# DIRECTIONS
Copy the listing below line for line, keeping every character, space, and line break unchanged.

Records taken from a collection
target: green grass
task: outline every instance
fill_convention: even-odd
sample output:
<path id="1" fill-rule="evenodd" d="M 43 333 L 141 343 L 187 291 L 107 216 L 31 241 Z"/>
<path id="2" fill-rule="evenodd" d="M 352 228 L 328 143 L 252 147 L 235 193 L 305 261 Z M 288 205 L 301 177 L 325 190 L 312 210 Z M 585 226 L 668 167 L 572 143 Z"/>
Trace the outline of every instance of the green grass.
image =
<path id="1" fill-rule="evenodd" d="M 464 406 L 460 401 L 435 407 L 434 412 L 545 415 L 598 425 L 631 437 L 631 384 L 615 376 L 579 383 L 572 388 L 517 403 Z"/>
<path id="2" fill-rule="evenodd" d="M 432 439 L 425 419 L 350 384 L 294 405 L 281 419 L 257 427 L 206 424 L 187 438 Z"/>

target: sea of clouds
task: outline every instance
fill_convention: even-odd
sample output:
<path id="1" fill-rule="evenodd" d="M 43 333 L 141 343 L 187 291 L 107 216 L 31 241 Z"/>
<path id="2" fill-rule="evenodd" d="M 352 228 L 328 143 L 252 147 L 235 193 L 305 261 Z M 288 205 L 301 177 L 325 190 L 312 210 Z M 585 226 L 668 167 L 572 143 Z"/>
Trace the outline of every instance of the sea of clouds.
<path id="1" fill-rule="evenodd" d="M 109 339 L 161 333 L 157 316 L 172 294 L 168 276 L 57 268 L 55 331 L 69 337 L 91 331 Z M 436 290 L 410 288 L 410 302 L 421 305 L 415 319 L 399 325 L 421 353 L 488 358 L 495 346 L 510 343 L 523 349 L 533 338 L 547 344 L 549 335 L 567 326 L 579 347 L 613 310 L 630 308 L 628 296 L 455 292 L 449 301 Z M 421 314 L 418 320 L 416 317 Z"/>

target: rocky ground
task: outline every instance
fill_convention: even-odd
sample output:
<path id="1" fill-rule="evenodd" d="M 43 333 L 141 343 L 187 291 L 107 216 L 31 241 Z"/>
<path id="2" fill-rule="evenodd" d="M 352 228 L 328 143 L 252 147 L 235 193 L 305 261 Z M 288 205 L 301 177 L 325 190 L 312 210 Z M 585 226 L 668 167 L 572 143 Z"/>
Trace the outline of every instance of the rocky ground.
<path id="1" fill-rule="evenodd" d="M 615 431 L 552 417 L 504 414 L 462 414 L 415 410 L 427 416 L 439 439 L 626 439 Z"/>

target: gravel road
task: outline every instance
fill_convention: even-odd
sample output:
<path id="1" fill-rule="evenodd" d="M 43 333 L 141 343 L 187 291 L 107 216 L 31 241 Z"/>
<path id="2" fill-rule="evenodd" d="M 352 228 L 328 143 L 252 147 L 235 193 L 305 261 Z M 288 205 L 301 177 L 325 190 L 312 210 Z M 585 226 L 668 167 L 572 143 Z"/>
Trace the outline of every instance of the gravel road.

# THE OUTPUT
target: green grass
task: outline every instance
fill_convention: even-odd
sample output:
<path id="1" fill-rule="evenodd" d="M 43 333 L 141 343 L 187 291 L 107 216 L 31 241 Z"/>
<path id="2" fill-rule="evenodd" d="M 352 228 L 328 143 L 252 147 L 235 193 L 305 261 Z M 288 205 L 301 177 L 325 190 L 312 210 Z M 585 226 L 668 167 L 572 143 Z"/>
Trace the outline of every instance of the green grass.
image =
<path id="1" fill-rule="evenodd" d="M 464 406 L 460 401 L 435 407 L 434 412 L 545 415 L 598 425 L 631 437 L 631 384 L 615 376 L 579 383 L 572 388 L 517 403 Z"/>
<path id="2" fill-rule="evenodd" d="M 432 439 L 425 419 L 350 384 L 294 405 L 281 419 L 257 427 L 206 424 L 187 438 Z"/>

target: sea of clouds
task: outline every instance
fill_convention: even-odd
sample output:
<path id="1" fill-rule="evenodd" d="M 43 333 L 141 343 L 187 291 L 107 216 L 31 241 Z"/>
<path id="2" fill-rule="evenodd" d="M 352 228 L 328 143 L 252 147 L 235 193 L 305 261 Z M 288 205 L 301 177 L 325 190 L 312 210 Z M 585 226 L 668 167 L 572 143 Z"/>
Trace the outline of every instance of the sea of clouds.
<path id="1" fill-rule="evenodd" d="M 109 339 L 161 333 L 157 316 L 172 294 L 168 276 L 57 268 L 55 331 L 69 337 L 91 331 Z M 436 290 L 410 288 L 410 302 L 421 305 L 415 319 L 399 325 L 421 353 L 488 358 L 495 346 L 510 343 L 523 349 L 533 338 L 547 344 L 549 335 L 567 326 L 579 347 L 613 310 L 630 308 L 628 296 L 455 292 L 449 301 Z M 421 314 L 418 320 L 416 317 Z"/>

target: rocky ground
task: outline every instance
fill_convention: even-odd
sample output:
<path id="1" fill-rule="evenodd" d="M 43 333 L 141 343 L 187 291 L 107 216 L 31 241 Z"/>
<path id="2" fill-rule="evenodd" d="M 352 228 L 328 143 L 252 147 L 235 193 L 305 261 Z M 288 205 L 301 177 L 325 190 L 312 210 Z M 585 226 L 668 167 L 572 143 Z"/>
Trace the outline of every instance of the rocky ground.
<path id="1" fill-rule="evenodd" d="M 615 431 L 552 417 L 504 414 L 462 414 L 415 410 L 427 416 L 439 439 L 626 439 Z"/>

target: gravel road
task: outline every instance
fill_convention: even-odd
sample output:
<path id="1" fill-rule="evenodd" d="M 43 333 L 141 343 L 187 291 L 107 216 L 31 241 Z"/>
<path id="2" fill-rule="evenodd" d="M 352 228 L 328 143 L 252 147 L 235 193 L 305 261 Z M 288 205 L 301 177 L 325 190 L 312 210 Z M 585 226 L 668 167 L 572 143 Z"/>
Trace the outline of every instance of the gravel road.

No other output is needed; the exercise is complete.